Sampai saat ini, terdapat persoalan mendasar terkait kebutuhan terhadap Alat Pelindung Diri (APD) bagi tenaga kesehatan di berbagai rumah sakit. Diketahui APD untuk tenaga kesehatan masih kurangan dan sangat langka. Tenaga medis mulai kekurangan APD untuk tangani pasien terkena virus corona.

Melonjaknya angka pasien nyaris tak seimbang dengan kesiapan pemerintah dalam menyediakan APD, seperti yang terjadi pada Rumah Sakit Umum Pusat Dr Sardjito Yogyakarta (Tempo 2020). PPNI juga menyebutkan bahwa masih dibutuhkannya ribuan alat pelindung diri (APD) bagi anggotanya yang bertugas di 34 rumah sakit rujukan Covid-19 di Jawa Barat. Kebutuhan APD tersebut dianggap mendesak keberadaannya, mengingat perawat sebagai petugas medis yang kontak langsung dengan pasien.

Seperti yang telah tertuang dalam Peraturan Menteri Kesehatan Nomor 8 Tahun 2010, bahwa APD merupakan prosedur utama dalam kegiatan pelayanan kesehatan untuk mengantisipasi risiko keselamatan dan kesehatan kerja para petugas. Sehingga penyediaan APD merupakan kewajiban perusahaan pemilik fasilitas kesehatan.

****************************************

Petunjuk>
[a] Salin tanpa perubahan bagian teks bacaan tentang APD yang dimulai dengan kata-kata "Melonjaknya angka pasien" dan berakhir pada "langsung dengan pasien.".
[b] Menurut teks bacaan, peraturan apa yang menetapkan APD sebagai prosedur utama dalam kegiatan pelayanan kesehatan?
[c] Teruskan teks bacaan tentang kekurangan APD bagi tenaga kesehatan, dimulai setelah kalimat terakhirnya.

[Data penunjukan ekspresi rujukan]

****************************************

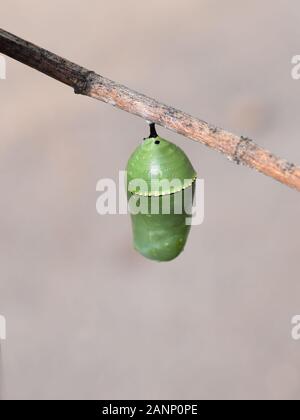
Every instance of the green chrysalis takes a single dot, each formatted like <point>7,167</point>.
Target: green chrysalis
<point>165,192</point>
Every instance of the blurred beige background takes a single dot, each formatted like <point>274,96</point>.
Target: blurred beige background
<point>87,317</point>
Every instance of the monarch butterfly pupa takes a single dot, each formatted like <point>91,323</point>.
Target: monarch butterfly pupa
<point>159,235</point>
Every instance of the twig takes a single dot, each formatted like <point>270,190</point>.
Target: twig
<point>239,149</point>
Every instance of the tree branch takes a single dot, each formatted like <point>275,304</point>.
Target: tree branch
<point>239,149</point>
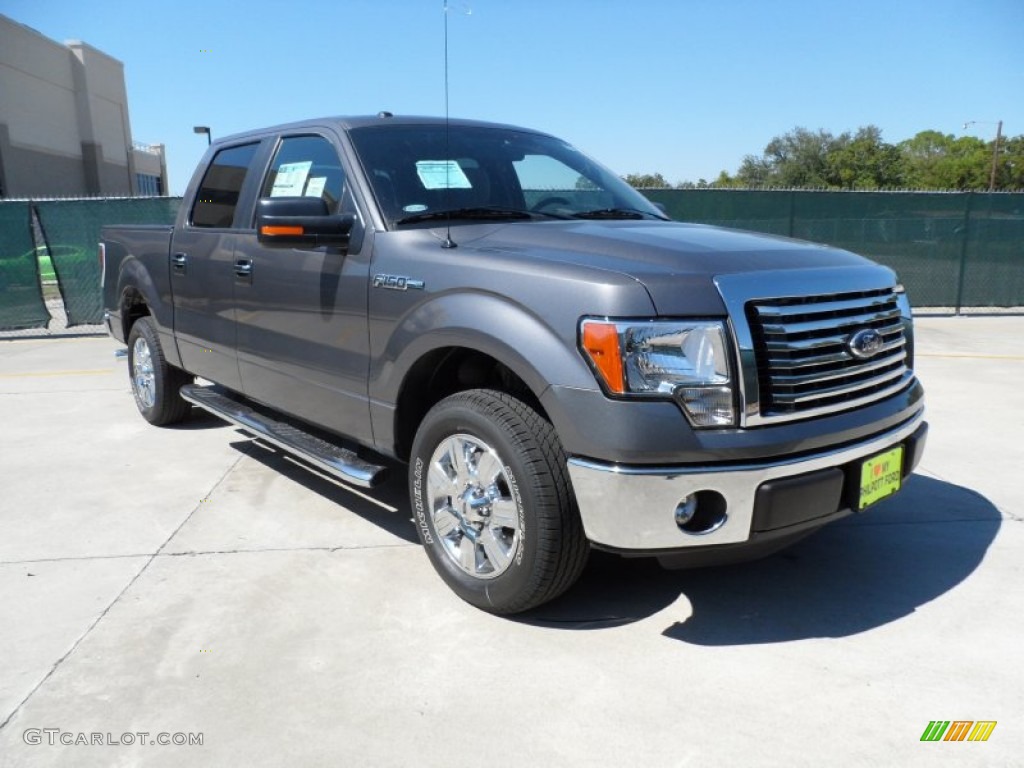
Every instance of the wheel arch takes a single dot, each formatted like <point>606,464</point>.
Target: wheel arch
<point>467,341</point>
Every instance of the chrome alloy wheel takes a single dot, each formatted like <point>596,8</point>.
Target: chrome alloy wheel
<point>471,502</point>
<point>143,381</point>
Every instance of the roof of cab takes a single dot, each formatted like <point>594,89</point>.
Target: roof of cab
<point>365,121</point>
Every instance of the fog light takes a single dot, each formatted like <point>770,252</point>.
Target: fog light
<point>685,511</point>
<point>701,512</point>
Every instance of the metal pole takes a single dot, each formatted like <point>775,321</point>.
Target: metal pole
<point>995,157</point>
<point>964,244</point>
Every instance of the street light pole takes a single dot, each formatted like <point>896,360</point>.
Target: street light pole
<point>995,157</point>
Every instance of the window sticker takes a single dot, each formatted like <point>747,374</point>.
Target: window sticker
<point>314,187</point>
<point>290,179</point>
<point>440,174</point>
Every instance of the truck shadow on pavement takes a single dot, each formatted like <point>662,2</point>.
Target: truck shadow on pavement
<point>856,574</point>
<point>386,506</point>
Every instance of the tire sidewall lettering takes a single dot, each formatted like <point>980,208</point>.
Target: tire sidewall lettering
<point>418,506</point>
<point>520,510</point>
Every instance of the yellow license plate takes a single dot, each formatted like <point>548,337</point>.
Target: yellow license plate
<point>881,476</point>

****************************************

Jawaban per Nomor>
[a]
Melonjaknya angka pasien nyaris tak seimbang dengan kesiapan pemerintah dalam menyediakan APD, seperti yang terjadi pada Rumah Sakit Umum Pusat Dr Sardjito Yogyakarta (Tempo 2020). PPNI juga menyebutkan bahwa masih dibutuhkannya ribuan alat pelindung diri (APD) bagi anggotanya yang bertugas di 34 rumah sakit rujukan Covid-19 di Jawa Barat. Kebutuhan APD tersebut dianggap mendesak keberadaannya, mengingat perawat sebagai petugas medis yang kontak langsung dengan pasien.

[b] Peraturan Menteri Kesehatan Nomor 8 Tahun 2010.

[c]
Untuk itu sangat diharapkan peran pemerintah dapat mengatur tentang persoalan ketersediaan APD dan juga mekanisme harga yang berlaku di pasaran. Sehingga harga APD tidak melonjak tinggi. Pemerintah juga diharapkan dapat memberikan perhatian dengan sebaik-baiknya terhadap pejuang garis terdepan melawan Covid-19 untuk memastikan kebutuhan alat kesehatan dan keselamatan yang tetap terjamin.

Disamping itu, kitapun tidak dapat melupakan perempuan-perempuan dibalik tersedianya kebutuhan APD bagi tenaga medis. Mereka perempuan yang masih bekerja di dalam ancaman dampak Covid-19 demi untuk keselamatan pasien dan perempuan lain, adalah salah satu bentuk kontribusi paling nyata bagi kartini masa kini.

Terdapat sekitar 60 persen UMKM di Indonesia yang memproduksi masker, baju pelindung, dan hand sanitizer juga diperankan oleh perempuan. Berdasarkan rilis Kementerian Koperasi dan UKM, telah dilakukannya kerjasama dan membantu distribusi penjualan produk para Usaha Mikro Kecil dan Menengah (UMKM) yang memproduksi Alat Pelindung Diri. Di Yogyakarta terdapat UMKM yang beralih produksi ke pembuatan masker yang dikerjakan oleh seluruh tenaga kerja yang adalah perempuan.

Tidak lupa teruntuk perempuan-perempuan pengambil kebijakan yang melakoni peran pucuk pimpinan sebagai pejabat publik seperti Menteri, Gubernur, Walikota dan Bupati guna penanganan dampak Covid-19, dalam melakukan kebijakan-kebijakan strategis untuk mengatasi persoalan siklus perputaran ekonomi daerah, kesejahteraan masyrakat, permasalahan kesehatan dan sosial dan dampak lainnya.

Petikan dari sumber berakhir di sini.